If you only need ad-hoc, throwaway search for a quick experiment, OpenSearch Serverless (aws_opensearchserverless_collection) may fit better — this module targets provisioned domains where you control capacity and cost.
Module structure
terraform-module-aws-opensearch/
├── versions.tf
├── main.tf
├── variables.tf
└── outputs.tf
# versions.tf
terraform {
required_version = ">= 1.5.0"
required_providers {
aws = {
source = "hashicorp/aws"
version = "~> 5.0"
}
random = {
source = "hashicorp/random"
version = "~> 3.5"
}
}
}
# main.tf
# A strong, random internal master password when FGAC uses an internal user
# database and the caller does not supply one explicitly.
resource "random_password" "master" {
count = (
var.advanced_security_enabled &&
var.internal_user_database_enabled &&
var.master_user_password == null
) ? 1 : 0
length = 24
special = true
min_upper = 2
min_lower = 2
min_numeric = 2
override_special = "!#$%^&*()-_=+"
}
locals {
domain_name = var.domain_name
# Zone awareness must be on whenever we span more than one AZ.
zone_awareness_enabled = var.availability_zone_count > 1
# Resolve the internal master password from the caller or the generated one.

#### GOAL
Carry the OpenSearch Terraform module walkthrough forward from its last line.

#### RECORD EXTRACTS
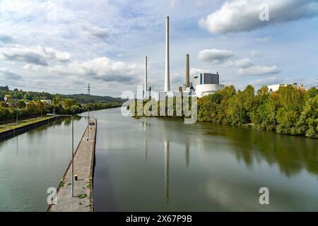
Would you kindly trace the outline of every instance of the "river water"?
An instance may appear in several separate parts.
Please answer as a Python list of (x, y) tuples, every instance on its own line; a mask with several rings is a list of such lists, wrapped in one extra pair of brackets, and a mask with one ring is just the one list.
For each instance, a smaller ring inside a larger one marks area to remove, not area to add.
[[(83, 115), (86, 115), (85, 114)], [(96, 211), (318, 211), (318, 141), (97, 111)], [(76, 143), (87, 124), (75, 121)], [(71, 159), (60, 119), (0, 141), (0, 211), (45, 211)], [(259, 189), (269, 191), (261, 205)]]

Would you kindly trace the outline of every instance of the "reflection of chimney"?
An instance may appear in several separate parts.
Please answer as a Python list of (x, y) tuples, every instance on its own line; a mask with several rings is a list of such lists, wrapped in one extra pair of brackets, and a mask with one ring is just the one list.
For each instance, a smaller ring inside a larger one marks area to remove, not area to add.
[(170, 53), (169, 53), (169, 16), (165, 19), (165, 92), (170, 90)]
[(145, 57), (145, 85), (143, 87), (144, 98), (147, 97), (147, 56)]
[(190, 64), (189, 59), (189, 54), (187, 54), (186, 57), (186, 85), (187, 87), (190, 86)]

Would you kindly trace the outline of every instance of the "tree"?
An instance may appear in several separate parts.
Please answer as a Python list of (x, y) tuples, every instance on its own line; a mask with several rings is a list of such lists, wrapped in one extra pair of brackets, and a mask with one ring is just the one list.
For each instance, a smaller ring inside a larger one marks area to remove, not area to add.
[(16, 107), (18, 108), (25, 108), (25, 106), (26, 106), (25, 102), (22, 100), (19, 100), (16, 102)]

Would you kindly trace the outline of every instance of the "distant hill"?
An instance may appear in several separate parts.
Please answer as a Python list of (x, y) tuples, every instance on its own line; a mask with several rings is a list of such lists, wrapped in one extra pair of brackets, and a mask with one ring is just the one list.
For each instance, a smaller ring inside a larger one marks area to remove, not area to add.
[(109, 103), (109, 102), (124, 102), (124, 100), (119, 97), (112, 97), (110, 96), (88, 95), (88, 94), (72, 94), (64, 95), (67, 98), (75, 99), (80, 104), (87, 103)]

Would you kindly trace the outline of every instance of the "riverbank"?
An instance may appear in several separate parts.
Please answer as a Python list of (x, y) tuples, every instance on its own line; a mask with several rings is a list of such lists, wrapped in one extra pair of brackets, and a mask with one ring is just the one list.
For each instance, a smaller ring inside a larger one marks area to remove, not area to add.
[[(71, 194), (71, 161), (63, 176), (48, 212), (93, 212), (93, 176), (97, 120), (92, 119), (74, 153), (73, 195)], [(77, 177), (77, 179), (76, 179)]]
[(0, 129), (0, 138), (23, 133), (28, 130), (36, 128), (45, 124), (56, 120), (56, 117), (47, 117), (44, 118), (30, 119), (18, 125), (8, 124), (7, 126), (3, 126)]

#### RESPONSE TO THIS TASK
resolved_master_password = (
var.advanced_security_enabled && var.internal_user_database_enabled
? coalesce(var.master_user_password, try(random_password.master[0].result, null))
: null
)
# Default open-but-FGAC-gated access policy when the caller passes none.
# Authorization is still enforced by fine-grained access control.
default_access_policies = jsonencode({
Version = "2012-10-17"
Statement = [
{
Effect = "Allow"
Principal = { AWS = "*" }
Action = "es:*"
Resource = "arn:${data.aws_partition.current.partition}:es:${data.aws_region.current.name}:${data.aws_caller_identity.current.account_id}:domain/${local.domain_name}/*"
}
]
})
log_types = {
index_slow_logs = "INDEX_SLOW_LOGS"
search_slow_logs = "SEARCH_SLOW_LOGS"
es_application_logs = "ES_APPLICATION_LOGS"
}
enabled_log_types = { for k, v in local.log_types : k => v if contains(var.published_log_types, v) }
}
data "aws_partition" "current" {}
data "aws_region" "current" {}
data "aws_caller_identity" "current" {}
# One CloudWatch log group per published log type.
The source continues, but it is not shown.